_Aim of the exercise_:
Write each entry out again, exactly as it is written.

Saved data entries
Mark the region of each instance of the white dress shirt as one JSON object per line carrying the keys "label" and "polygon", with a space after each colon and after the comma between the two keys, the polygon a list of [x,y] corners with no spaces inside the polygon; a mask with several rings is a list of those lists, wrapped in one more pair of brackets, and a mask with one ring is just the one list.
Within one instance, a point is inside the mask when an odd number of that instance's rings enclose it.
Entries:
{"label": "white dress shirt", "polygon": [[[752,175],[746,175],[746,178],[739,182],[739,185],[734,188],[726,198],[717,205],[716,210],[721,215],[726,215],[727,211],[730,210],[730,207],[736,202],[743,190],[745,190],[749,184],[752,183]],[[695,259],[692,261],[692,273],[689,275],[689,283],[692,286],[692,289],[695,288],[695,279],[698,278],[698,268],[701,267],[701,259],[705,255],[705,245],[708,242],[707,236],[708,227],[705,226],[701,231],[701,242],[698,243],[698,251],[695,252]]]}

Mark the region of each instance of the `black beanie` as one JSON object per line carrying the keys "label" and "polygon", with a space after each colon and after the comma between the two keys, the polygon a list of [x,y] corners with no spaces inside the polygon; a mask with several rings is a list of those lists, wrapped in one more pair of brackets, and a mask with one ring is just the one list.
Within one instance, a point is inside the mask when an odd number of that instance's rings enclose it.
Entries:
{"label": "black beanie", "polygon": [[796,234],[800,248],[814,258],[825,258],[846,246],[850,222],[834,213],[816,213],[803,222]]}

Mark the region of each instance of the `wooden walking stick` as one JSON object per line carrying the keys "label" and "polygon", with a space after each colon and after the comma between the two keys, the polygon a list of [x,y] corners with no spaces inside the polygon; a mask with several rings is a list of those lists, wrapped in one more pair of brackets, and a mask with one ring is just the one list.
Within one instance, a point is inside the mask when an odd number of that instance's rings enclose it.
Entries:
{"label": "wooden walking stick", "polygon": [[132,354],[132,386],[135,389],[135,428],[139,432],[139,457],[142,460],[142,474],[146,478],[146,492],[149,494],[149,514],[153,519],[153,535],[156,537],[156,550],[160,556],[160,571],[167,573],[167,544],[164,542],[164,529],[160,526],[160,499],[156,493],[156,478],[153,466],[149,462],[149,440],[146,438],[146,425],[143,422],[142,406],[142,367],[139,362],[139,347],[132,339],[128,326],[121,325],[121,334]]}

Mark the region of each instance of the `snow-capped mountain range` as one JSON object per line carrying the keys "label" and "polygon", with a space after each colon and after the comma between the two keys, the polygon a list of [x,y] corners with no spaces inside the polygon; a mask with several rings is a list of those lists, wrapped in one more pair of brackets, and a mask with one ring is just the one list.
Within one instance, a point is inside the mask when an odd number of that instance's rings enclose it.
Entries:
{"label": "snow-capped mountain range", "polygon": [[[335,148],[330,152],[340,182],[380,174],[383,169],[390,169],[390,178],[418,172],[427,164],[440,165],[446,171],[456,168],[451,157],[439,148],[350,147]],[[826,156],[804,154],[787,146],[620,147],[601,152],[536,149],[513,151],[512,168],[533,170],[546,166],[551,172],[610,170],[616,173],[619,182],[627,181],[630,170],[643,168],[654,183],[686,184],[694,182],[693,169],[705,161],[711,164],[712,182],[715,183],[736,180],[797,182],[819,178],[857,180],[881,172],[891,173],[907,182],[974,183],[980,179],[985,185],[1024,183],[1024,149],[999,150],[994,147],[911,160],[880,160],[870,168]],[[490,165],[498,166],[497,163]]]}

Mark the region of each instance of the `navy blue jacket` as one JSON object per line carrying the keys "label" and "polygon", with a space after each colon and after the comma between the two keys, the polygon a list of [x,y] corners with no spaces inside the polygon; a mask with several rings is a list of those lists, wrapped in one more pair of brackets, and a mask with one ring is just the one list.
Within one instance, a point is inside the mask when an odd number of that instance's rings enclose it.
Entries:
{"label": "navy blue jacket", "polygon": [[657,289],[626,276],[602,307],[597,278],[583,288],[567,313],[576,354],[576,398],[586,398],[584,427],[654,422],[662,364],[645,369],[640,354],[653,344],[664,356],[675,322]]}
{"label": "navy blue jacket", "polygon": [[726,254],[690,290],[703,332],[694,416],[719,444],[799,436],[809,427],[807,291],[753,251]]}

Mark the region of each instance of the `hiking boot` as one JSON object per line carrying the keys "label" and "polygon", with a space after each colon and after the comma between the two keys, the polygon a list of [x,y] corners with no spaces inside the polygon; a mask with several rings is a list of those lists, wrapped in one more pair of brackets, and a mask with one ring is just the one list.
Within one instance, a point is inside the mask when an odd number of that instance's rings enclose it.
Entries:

_Answer to this exercise_:
Mark the region of each instance of the white dress shirt as one JSON object per line carrying the keys "label" and "polygon", with a space after each colon and after the comma between the two keys, the polygon a list of [x,y] corners with no spaces inside the polygon; a mask with several rings is a list of those lists, wrapped in one more pair of brackets, and a mask with one ring is just the one list.
Within one instance, a point is inside the mask when an odd number of that instance's rings enclose it.
Entries:
{"label": "white dress shirt", "polygon": [[[752,175],[746,175],[746,178],[739,182],[739,185],[734,188],[726,198],[717,205],[716,210],[721,215],[726,215],[727,211],[730,210],[730,207],[736,202],[743,190],[745,190],[749,184],[752,183]],[[695,259],[692,261],[692,273],[689,275],[689,283],[692,286],[692,289],[695,288],[695,279],[698,278],[698,268],[701,267],[701,259],[705,255],[705,245],[708,242],[707,236],[708,227],[705,226],[701,231],[701,242],[698,243],[698,251],[695,252]]]}

Mark the region of each instance of the `black beanie` as one JSON object per line carrying the keys "label" and "polygon", with a space after each colon and after the comma between the two keys, the polygon a list of [x,y] corners with no spaces inside the polygon; a mask with several rings is a list of those lists, wrapped in one more pair of brackets, and a mask with one ring is just the one list.
Within one instance, a point is inside the mask when an odd number of that instance's rings enclose it.
Entries:
{"label": "black beanie", "polygon": [[796,234],[800,248],[814,258],[825,258],[846,246],[850,222],[834,213],[816,213],[803,222]]}

Mark the region of each instance of the `wooden walking stick` as one JSON object per line carrying the keys "label" and "polygon", with a space after each colon and after the comma between the two keys, the polygon a list of [x,y] corners with no spaces inside the polygon; a mask with several rings is a list of those lists, wrapped in one more pair of brackets, and a mask with one ring is just the one list.
Within one instance, a point is inside the mask when an odd number of that instance's rings enclose it.
Entries:
{"label": "wooden walking stick", "polygon": [[132,354],[132,386],[135,389],[135,428],[139,432],[139,457],[142,460],[142,474],[146,478],[146,492],[149,494],[149,514],[153,519],[153,535],[156,537],[156,550],[160,556],[160,571],[167,573],[167,544],[164,542],[164,529],[160,526],[160,499],[156,493],[156,478],[153,466],[149,462],[149,440],[146,438],[146,425],[143,422],[142,406],[142,367],[139,362],[139,347],[132,339],[128,326],[121,325],[121,334]]}

Mark the region of each instance of the `snow-capped mountain range` as one JSON object per line carrying the keys "label" and "polygon", with a space after each colon and after the comma between the two keys, the polygon a list of [x,y] corners with no spaces inside the polygon; a mask with several rings is a list of those lists, wrapped in one more pair of brackets, and a mask with one ring is just the one list.
Within one instance, a point is inside the mask when an odd number of that instance's rings enclose it.
Entries:
{"label": "snow-capped mountain range", "polygon": [[[335,148],[330,152],[340,182],[380,174],[383,169],[390,169],[390,178],[418,172],[427,164],[440,165],[446,171],[456,168],[451,157],[439,148],[350,147]],[[826,156],[804,154],[787,146],[620,147],[601,152],[536,149],[513,151],[512,168],[533,170],[546,166],[551,172],[610,170],[616,173],[619,182],[627,181],[630,170],[643,168],[654,183],[686,184],[694,182],[693,169],[705,161],[711,164],[712,182],[715,183],[736,180],[797,182],[819,178],[857,180],[881,172],[891,173],[907,182],[974,183],[980,179],[985,185],[1024,183],[1024,149],[999,150],[994,147],[911,160],[880,160],[870,168]],[[490,165],[498,166],[497,163]]]}

Mark the region of each instance of the `navy blue jacket` as one JSON object per line carrying the keys "label" and "polygon", with a space after each colon and after the comma between the two keys, the polygon a list of [x,y] corners with no spaces inside the polygon; a mask with several rings is a list of those lists, wrapped in one more pair of brackets, and a mask with one ring is just the one list.
Within one instance, a point is inside the mask when an odd number of that instance's rings enclose it.
Entries:
{"label": "navy blue jacket", "polygon": [[657,289],[626,276],[602,307],[597,278],[583,288],[567,313],[576,354],[576,398],[586,398],[584,427],[654,422],[662,364],[645,369],[640,354],[653,344],[664,356],[675,322]]}
{"label": "navy blue jacket", "polygon": [[726,254],[690,290],[703,332],[694,416],[719,444],[799,436],[809,427],[807,291],[753,251]]}

Mark the region of each instance of the `hiking boot` as one JSON object per line carrying the keys "label" and "polygon", with a space after each colon and after the comma between the two keys, the polygon a list of [x,y] corners with no spaces inside the polygon; a mask with several rings is a list of those lists, wrapped in one more pair of brackets, and a mask with one ring is just the one list.
Within one instance, a point is inside the mask when an odd number of that instance's rings enclose it.
Entries:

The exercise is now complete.